**Text passage**:
The Oxymoron of Freedom 250

The Oxymoron of Freedom 250

When SHITHOLE hijacked America 250 to turn it into his “Freedom 250”, he should have kept in mind that, because of him, for many America is not free.

How can you advertise “Freedom 250” for your country on Independence Day when you have hired goons who kidnap and kill innocent Americans? How can you declare “Freedom 250” when your “administration” is ripping rights and services away from disabled Americans? How can Americans feel “free” when they’re struggling to put gas in their cars and food on their tables? “Freedom 250” apparently doesn’t apply to individuals who speak out against the shit this “administration” has been doing. Because the “government” doesn’t like it when people, especially members of the military, speak their mind against SHITHOLE. You think people feel “free” when they have no healthcare? Or when their right to vote is being jeopardized? You think people feel “free” when the very choice of what to do with their own body is taken away? Because SHITHOLE and his “administration” feels that’s how it should be.

On this Independence Day it’s difficult to be a proud American because not everyone in America is free. Today we are a greatly divided nation. But it doesn’t need to be this way.

In his speech on July 3, 2026, NYC Mayor Zohran Mamdani spoke about the powerful in America and freedom:

The powerful have always known their answer. America, in their view, is an arena of supremacy, where only a select few are allowed freedom, where not all are created equal. America, if you ask them, becomes less the more people it welcomes. America, they will tell you, belongs only to those with the right accent or the right shade of skin. The rest of us, they insist, should be grateful for merely being allowed to visit.  

How small they are, how weak, how unoriginal. At every moment in our past, those who led through exclusion and isolation have tried to win power and enrich themselves by turning us against one another. Division is the oldest trick in politics, and the cheapest. But time and again — including 250 years ago — those forces of division have been vanquished by the forces of progress. As Thomas Paine once wrote, “this new world hath been the asylum for the persecuted lovers of civil and religious liberty […] hither have they fled.” And yet today, too many of our leaders do not believe in a vision of this nation as an asylum for the persecuted — but rather as one that persecutes those seeking asylum. As we mark 250 years, what do we see?

**What is needed**:
Answer these questions using the text on "Freedom 250":
(a) On what date did NYC Mayor Zohran Mamdani give the speech quoted in the text?
(b) Which writer does Mamdani quote in that speech?
(c) What does Mamdani call "the oldest trick in politics"?

**Data shown**:
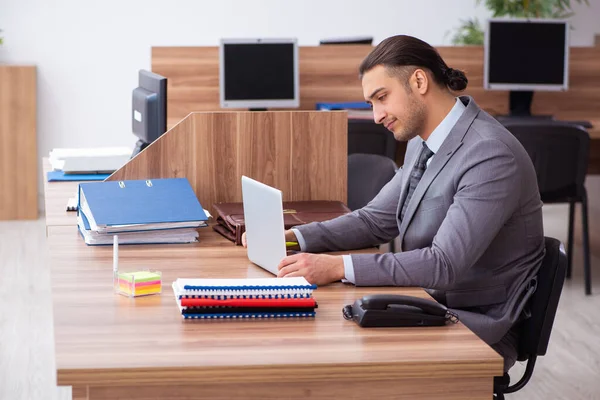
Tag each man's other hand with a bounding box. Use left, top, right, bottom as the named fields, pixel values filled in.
left=277, top=253, right=345, bottom=286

**Exercise solution**:
(a) July 3, 2026
(b) Thomas Paine
(c) Division